Stated goal 1:
Which lines of the records contain the word "gray"? Return each one in full.

All of these concerns can be applied in some fashion to Title 14 and the Coast Guard; the PHS Commissioned Corps, and the NOAA Commissioned Corps (the NOAA may be targeted for elimination). Thank you and hope for responses, if not inconvenient, to this information and attached questions.

P.S. Foxtrot, I deeply apologise if I am disrupting you from your present work. Your insights on officer appointments, particularly on changes to the currently-modified DOPMA, are deeply appreciated. SuperWIKI (talk) 14:25, 10 November 2024 (UTC)[reply]

May reply to some of this on KingEdinburgh's talk page to avoid splitting the discussion.
  1. Senior military officials almost always choose to stick it out even when faced with a blatantly wrong or immoral policy, on the grounds that any publicity from a resignation will be quickly forgotten and insufficient to rescind the policy, which will have to be implemented anyway by a less principled or capable successor. So they might as well try to mitigate the bad effects for as long as they can until they are fired. This is why the JCS ultimately chose not to resign over McNamara's management of the Vietnam War, although they reportedly came very close, or Milley after that photo op. The closest recent examples that come to mind of general officers who retired early to protest a moral issue are Fogleman (Khobar Towers), Schloesser (Wanat), and perhaps Newbold and Batiste (Iraq).

Stated goal 2:
Which general officers does the discussion name as recent examples of retiring early to protest a moral issue?

Input:
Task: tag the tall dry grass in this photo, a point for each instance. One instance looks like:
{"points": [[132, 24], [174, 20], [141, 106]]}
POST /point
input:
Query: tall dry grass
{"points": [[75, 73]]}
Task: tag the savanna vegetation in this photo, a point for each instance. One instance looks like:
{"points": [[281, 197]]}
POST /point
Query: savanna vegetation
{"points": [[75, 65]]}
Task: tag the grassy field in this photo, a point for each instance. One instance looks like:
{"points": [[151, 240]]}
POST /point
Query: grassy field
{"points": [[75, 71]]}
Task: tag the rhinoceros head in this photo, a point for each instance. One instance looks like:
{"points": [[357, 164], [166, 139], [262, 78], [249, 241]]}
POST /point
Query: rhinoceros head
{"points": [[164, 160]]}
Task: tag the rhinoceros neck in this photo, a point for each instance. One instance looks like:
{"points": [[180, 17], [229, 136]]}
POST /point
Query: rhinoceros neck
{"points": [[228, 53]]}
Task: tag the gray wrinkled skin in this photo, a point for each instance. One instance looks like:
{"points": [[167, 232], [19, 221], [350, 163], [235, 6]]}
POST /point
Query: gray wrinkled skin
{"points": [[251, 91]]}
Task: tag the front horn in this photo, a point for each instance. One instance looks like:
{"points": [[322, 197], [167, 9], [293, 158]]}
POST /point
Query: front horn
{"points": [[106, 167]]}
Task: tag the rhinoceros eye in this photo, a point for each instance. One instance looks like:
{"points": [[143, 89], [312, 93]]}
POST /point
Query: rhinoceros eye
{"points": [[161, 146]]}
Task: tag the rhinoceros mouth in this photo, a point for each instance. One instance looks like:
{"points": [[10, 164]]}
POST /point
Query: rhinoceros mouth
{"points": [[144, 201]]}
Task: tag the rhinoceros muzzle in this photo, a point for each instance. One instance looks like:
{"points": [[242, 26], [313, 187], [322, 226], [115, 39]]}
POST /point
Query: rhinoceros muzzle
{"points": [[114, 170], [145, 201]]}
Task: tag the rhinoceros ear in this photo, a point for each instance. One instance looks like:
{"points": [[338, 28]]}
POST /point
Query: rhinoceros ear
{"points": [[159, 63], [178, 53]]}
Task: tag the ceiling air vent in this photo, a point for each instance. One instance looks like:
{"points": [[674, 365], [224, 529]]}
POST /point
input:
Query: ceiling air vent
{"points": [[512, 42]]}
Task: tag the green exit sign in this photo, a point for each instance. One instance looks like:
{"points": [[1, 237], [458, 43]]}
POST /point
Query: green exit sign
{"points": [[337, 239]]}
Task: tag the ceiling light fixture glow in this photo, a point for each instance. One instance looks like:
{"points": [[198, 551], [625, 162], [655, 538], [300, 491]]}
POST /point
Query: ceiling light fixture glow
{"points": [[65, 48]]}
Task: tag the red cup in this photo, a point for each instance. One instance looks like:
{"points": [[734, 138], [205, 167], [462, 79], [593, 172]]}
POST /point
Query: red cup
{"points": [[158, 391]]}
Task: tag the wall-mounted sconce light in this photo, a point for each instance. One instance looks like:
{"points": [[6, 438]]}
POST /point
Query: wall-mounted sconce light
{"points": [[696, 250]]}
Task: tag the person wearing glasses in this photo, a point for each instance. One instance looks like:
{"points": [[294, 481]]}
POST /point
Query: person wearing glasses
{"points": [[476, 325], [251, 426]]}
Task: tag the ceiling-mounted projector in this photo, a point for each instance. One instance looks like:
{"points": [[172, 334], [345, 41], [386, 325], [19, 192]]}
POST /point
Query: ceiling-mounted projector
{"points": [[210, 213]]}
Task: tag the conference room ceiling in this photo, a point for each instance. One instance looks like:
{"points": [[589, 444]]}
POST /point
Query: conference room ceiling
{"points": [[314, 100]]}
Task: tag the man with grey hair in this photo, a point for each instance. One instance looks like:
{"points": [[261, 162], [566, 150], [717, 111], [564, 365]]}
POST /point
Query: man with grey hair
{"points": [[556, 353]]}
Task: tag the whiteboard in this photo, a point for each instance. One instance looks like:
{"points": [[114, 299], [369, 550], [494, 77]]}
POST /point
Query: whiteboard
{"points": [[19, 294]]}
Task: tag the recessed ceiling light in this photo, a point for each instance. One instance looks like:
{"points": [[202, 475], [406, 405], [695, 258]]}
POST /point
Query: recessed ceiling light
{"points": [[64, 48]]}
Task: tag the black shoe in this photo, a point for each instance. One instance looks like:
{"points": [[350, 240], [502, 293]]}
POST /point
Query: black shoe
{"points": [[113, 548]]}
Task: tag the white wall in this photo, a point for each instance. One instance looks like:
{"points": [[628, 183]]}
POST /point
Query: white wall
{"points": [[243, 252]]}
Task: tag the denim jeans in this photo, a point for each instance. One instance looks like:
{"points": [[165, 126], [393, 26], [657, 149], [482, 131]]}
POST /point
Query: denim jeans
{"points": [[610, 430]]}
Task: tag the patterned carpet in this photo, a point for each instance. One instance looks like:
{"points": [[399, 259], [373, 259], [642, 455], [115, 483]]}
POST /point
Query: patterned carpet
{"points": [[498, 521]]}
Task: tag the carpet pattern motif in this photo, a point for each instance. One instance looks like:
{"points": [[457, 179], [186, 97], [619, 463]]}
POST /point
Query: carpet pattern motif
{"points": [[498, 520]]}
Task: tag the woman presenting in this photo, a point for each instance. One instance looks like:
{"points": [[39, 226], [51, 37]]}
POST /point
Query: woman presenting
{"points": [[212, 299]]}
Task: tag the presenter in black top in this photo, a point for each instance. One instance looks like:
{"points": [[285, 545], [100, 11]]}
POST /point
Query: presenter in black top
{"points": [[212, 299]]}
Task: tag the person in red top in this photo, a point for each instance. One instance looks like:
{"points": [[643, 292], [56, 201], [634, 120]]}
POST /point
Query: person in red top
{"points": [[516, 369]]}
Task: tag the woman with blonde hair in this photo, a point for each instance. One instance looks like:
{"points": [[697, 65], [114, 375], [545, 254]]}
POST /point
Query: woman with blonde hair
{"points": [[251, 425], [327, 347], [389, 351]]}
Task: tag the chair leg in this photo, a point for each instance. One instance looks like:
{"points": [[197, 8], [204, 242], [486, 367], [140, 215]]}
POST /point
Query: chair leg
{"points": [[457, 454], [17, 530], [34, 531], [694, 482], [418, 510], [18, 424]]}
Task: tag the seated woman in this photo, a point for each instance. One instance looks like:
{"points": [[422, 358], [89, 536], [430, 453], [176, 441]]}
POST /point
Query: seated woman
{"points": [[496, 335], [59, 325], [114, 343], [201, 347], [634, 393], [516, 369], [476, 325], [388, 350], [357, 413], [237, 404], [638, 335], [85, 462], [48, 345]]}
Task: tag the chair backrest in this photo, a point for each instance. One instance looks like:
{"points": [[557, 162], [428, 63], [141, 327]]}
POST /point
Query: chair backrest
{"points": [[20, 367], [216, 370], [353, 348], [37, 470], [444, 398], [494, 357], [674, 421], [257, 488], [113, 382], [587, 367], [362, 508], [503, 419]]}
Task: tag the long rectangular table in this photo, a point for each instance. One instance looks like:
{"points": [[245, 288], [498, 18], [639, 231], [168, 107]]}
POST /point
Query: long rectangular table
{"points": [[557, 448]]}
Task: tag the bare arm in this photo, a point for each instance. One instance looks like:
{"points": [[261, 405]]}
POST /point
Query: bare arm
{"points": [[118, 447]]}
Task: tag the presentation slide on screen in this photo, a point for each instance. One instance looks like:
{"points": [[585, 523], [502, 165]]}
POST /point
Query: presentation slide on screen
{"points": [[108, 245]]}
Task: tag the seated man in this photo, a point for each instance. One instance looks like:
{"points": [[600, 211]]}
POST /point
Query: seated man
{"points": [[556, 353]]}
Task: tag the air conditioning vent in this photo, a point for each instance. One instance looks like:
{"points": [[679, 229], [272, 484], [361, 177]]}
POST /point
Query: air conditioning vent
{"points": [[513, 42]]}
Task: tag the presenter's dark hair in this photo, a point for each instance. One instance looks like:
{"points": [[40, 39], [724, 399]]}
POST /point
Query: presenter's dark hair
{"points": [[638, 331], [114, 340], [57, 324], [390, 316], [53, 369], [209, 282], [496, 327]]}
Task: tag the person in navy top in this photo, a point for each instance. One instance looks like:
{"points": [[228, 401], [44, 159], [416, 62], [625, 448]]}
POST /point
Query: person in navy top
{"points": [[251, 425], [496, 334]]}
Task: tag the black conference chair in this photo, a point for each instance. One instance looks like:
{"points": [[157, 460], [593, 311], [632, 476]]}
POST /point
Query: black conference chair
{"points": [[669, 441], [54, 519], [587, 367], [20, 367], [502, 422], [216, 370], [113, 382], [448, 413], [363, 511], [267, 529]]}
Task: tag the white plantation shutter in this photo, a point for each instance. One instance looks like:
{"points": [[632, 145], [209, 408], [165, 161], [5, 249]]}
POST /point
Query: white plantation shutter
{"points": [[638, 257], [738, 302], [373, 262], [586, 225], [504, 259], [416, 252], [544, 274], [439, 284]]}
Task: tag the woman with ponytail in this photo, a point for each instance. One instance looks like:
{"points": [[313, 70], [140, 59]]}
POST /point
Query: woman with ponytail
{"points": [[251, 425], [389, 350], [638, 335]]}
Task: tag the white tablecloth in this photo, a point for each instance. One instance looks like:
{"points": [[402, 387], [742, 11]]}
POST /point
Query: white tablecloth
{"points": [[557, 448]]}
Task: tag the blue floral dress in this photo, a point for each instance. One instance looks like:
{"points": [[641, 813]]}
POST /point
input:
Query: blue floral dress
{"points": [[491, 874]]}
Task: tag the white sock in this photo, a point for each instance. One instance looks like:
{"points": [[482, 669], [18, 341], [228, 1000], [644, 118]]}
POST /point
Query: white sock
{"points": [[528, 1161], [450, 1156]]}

Complete answer 1:
Task: tag the gray wrinkled skin in this photo, a point for each instance. One instance looks like:
Query: gray wrinkled skin

Complete answer 2:
Fogleman, Schloesser, Newbold, Batiste